*Source:*
Nick Ledgard, New Zealand Tree Grower November 2007.

Everyone likes larches. As a tall deciduous tree with attractive autumn yellows and spring greens, it can be very eye-catching. It is a favourite of my wife’s, and in our early years together I was instructed to plant some on our North Canterbury plot of land. Being a newly-wed, I did as told, even though it was rather against my better judgment, as larch is not a species for dry and exposed lowland sites. Now, 32 years later, the signs of a struggle are very apparent... small diameters, swept stems and suppression by neighbouring pines, which are better suited to such a site.

Late frosts can be damaging

In the early 1980s, I spent two summers visiting nearly all stands of trees in the high country between Molesworth and the Lindis Pass. We often came across European larch, Larix decidua, as it likes the more continental environments and is a tough tree capable of surviving on a wide range of sites. However, trees of good growth and form were only seen on sheltered slopes in the higher rainfall areas. The slopes are needed for good air drainage, as larch flushes early, and late frosts can be very damaging for new spring growth.

*Data shown:*
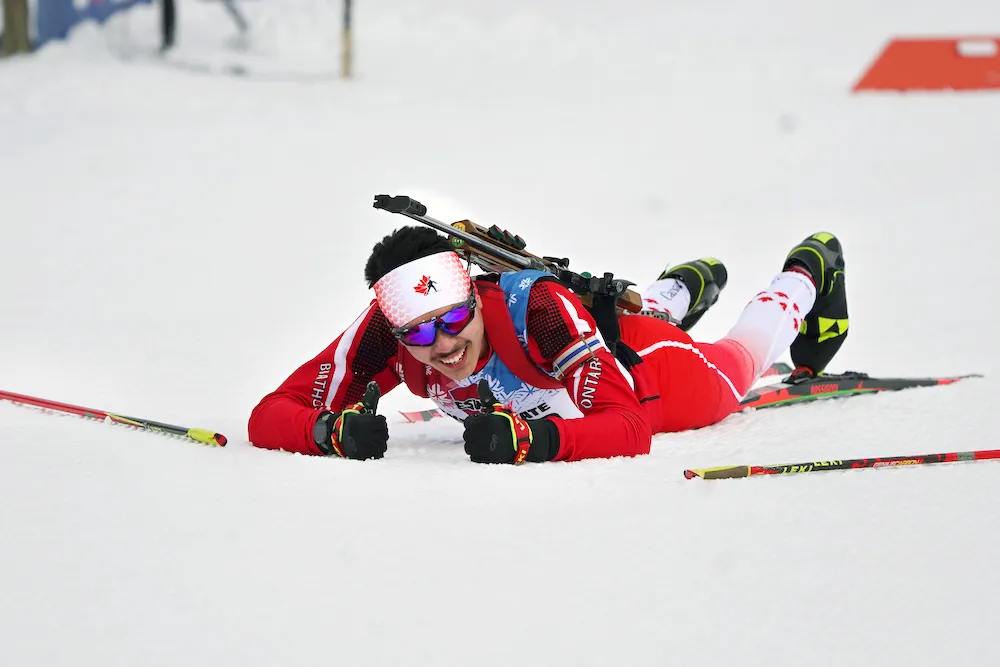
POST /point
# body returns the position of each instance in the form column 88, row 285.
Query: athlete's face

*Request 1:*
In the larch article, where were European larch trees of good growth and form seen?
*Request 2:*
Reproduce the larch article verbatim from "Nick Ledgard, New" to "such a site.".

*Exercise result 1:*
Only on sheltered slopes in the higher rainfall areas.

*Exercise result 2:*
Nick Ledgard, New Zealand Tree Grower November 2007.

Everyone likes larches. As a tall deciduous tree with attractive autumn yellows and spring greens, it can be very eye-catching. It is a favourite of my wife’s, and in our early years together I was instructed to plant some on our North Canterbury plot of land. Being a newly-wed, I did as told, even though it was rather against my better judgment, as larch is not a species for dry and exposed lowland sites. Now, 32 years later, the signs of a struggle are very apparent... small diameters, swept stems and suppression by neighbouring pines, which are better suited to such a site.